Rientrato ad Hollywood girò, con fondi indipendenti, The first Legion (1951), un interessante dramma religioso ambientato in un seminario di gesuiti, che adopera gli angusti spazi dell’ambientazione per esprimere i tormenti spirituali dei protagonisti. Fu a seguito della realizzazione di questo film che il regista accettò di firmare un contratto con la Universal, decisione che finalmente si rivelerà vincente. Dopo lo spionistico Mystery Submarine (Il sottomarino fantasma, 1950) e il solido giallo Thunder on the Hill (La campana del convento, 1951), si aprirono gli anni delle commedie sulla “piccola America”: lungometraggi dove Sirk analizza, con arguta ironia, i costumi e le usanze della provincia. The Lady Pays Off (Elena paga il debito, 1951), Weekend with Father (Vedovo cerca moglie, 1951), No Room for the Groom (Non c’è posto per lo sposo, 1952), Has Anibody Seen My Gal? (Il capitalista, 1952), Meet me at the Fair (Incontriamoci alla fiera, 1952) e Take Me to Town (Portami in città, 1953) sono lievi “ballate” sull'identità di un popolo, sui suoi rapporti con il denaro, la religione e la storia. Attraverso i suoi occhi da europeo, Sirk setaccia la società statunitense con sagace perspicacia, mettendone minuziosamente in risalto le paranoie, i vizi nascosti, le differenze sociali, il sistema di valori e i rapporti tra i sessi.
Rimanendo nell’ambito della “cronaca di provincia”, l’autore girò anche All I Desire (Desiderio di donna, 1953), il primo dei suoi grandi melodrammi degli anni Cinquanta. La storia racconta di una madre (Barbara Stanwyck) che si ricongiunge con i suoi familiari - il marito e i tre figli - dopo averli abbandonati per inseguire una carriera da attrice di vaudeville. Gli elementi sirkiani ci sono tutti: dalla curata ambientazione, in questo caso di inizio Novecento, alla tematica del singolo contro una piccola e ostile cittadina. Inoltre, proprio in questi anni - da The First Legion, Thunder on the Hill e All I Desire in poi - avverrà una sempre maggiore radicalizzazione degli elementi scenografici, impiegati per equilibrare esteticamente la resa delle immagini ed esprimere il senso di “soffocamento sociale” dei protagonisti. In questo modo gli spazi, e gli oggetti contenuti in essi, svolgono un ruolo bilanciante e allo stesso tempo drammaturgico, divenendo espressione di disagio ed emarginazione emotiva. Ad esempio: le scale, con i bordi geometrici e le loro linee rette, suddividono lo schermo, donando ordine ai frame e aiutando il plot ad esprimere le “altalenanti” emozioni dei protagonisti - non a caso i climax dei conflitti dei personaggi sirkiani avvengono, molto spesso, su, o in prossimità, di esse.

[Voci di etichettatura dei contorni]

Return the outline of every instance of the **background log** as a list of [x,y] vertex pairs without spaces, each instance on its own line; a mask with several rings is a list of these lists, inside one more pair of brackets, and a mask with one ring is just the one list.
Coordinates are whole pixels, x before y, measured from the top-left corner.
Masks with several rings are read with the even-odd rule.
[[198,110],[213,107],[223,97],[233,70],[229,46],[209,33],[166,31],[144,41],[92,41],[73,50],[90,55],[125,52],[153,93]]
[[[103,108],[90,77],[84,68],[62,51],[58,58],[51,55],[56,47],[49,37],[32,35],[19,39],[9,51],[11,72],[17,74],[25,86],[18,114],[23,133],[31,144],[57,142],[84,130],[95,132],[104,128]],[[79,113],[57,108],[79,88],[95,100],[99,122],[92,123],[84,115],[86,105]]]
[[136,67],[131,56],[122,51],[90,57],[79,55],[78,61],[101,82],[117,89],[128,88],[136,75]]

> [Compiti da svolgere]:
#1 Stabilisci se le affermazioni (a), (b) e (c) concordano con il testo sul cinema di Sirk. Per ciascuna rispondi sì o no e cita tra virgolette le parole del testo che lo decidono.
(a) The First Legion fu realizzato con fondi indipendenti.
(b) In All I Desire la madre lascia la famiglia per diventare cantante d'opera.
(c) Sirk firmò il contratto con la Universal prima di girare The First Legion.
#2 Prosegui il testo sul cinema di Sirk, riprendendo dopo la sua ultima frase.
Le voci non servono per questo lavoro.

> [Risultati attesi]:
#1
(a) Sì: "girò, con fondi indipendenti, The first Legion (1951)".
(b) No: "dopo averli abbandonati per inseguire una carriera da attrice di vaudeville".
(c) No: "Fu a seguito della realizzazione di questo film che il regista accettò di firmare un contratto con la Universal".

#2
Volendo spingersi sempre più nell’analisi culturale del paese che lo ospitava, Sirk arrivò a toccare anche il genere americano per eccellenza: il western. Realizzò così Taza, Son of Cochise (Il figlio di Kociss,1954) che, come si era prefissato, riuscì a girare interamente in esterni. Il film rappresentò la sua seconda esperienza con Rock Hudson. L’attore venne infatti completamente plasmato da Sirk - i due realizzarono insieme otto lungometraggi - che lo portò ad essere il divo più redditizio della Universal. Già all’UFA il cineasta aveva mostrato le sua capacità di trasformare degli sconosciuti in interpreti di prima grandezza - la svedese Zarah Leander diventò, grazie al regista, una delle attrici tedesche più celebri della fine degli anni Trenta - quindi in America venne spesso usato per formare nuove star o rinvigorire la carriera di grandi nomi in declino, come nel caso di Barbara Stanwyck, Charles Boyer, Jane Wyman, Fred MacMurrey, Joan Bennet o Ann Sheridan.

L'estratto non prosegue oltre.